### EXCERPT PROVIDED
+---+
He led the world in WAR yet again, with a 10.55, a whole point higher than the runner-up, Mookie Betts. Mike Trout was the most valuable player in baseball. Why should excelling for a good team be any more important than excelling for a bad one?

It shouldn’t. Trout’s value did not diminish, even long after the Angels were out of contention. He took the field everyday with one thing on his mind, winning. And that’s what he did every game by giving his all and doing everything possible to allow his team to win the game. 

Trout’s “all” was far better than any other player in baseball, does the value of the rest of the team affect Trout’s? I don’t think so. Put Mike Trout on any other team and he will do what he does everyday. He’ll go out there and hit 30 plus homers, knock in 100 runs, steal 30 bases, make ridiculous catches in center, and everything else that makes him the greatest player in the game.

Mike Trout is the most valuable player in baseball, the success of his team does not portray that, nor should it be weighed so heavily in the voting for MVP.

Yet every year, the success of a candidate’s’ team immediately rules out a player’s chances at winning the award. In the last 23 seasons, the MVP award was given to a player from a playoff team 22 times. It’s based off of the logic, “how can a player be most valuable if his team is ten games out of playoff contention?”

The point of baseball is to win games. 74 wins or 98 wins, it doesn’t matter. Wins are wins. Mookie Betts did not single handedly win the Red Sox 19 more games than Trout won for the Angels. Baseball is a team sport, one player cannot win a game on his own. That being said, that one player who gives his team the best chance to win every day deserves the title “most valuable.” That player was Mike Trout.

I believe Trout has been the most valuable player in the American League in each of the last five seasons. Each season he sat in front of a camera at his childhood home in New Jersey, and waited for the analysts on MLB Network to announce who had won the AL MVP award. Before Thursday, his name was called just once in 2014, arguably his worst season.
+---+
### PROVIDED RECORDS

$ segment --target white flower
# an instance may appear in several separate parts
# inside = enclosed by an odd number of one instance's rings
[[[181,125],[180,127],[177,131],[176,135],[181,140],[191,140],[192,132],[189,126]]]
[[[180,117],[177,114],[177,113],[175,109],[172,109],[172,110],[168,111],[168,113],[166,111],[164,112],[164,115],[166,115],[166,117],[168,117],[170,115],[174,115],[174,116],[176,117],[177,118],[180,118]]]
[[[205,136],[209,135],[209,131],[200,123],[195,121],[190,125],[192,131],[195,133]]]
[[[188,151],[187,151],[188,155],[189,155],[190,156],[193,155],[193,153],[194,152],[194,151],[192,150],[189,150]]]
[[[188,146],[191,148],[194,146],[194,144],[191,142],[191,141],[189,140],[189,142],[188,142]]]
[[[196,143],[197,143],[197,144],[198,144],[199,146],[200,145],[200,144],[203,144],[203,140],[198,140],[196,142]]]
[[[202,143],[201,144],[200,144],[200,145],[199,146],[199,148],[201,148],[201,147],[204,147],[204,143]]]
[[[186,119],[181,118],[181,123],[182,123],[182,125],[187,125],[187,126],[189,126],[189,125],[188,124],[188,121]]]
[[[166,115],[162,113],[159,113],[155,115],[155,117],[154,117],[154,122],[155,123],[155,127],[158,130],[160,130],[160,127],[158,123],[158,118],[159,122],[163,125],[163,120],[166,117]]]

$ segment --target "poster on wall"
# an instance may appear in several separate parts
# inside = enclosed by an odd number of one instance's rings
+---+
### DIRECTIONS
a - In the piece on Mike Trout, how many times in the last 23 seasons was the MVP award given to a player from a playoff team?
b - From the piece on Mike Trout, copy word for word the part that opens with the words "I believe Trout" and closes with "his worst season.".

### SOLUTION SET
a - 22 times.

b -
I believe Trout has been the most valuable player in the American League in each of the last five seasons. Each season he sat in front of a camera at his childhood home in New Jersey, and waited for the analysts on MLB Network to announce who had won the AL MVP award. Before Thursday, his name was called just once in 2014, arguably his worst season.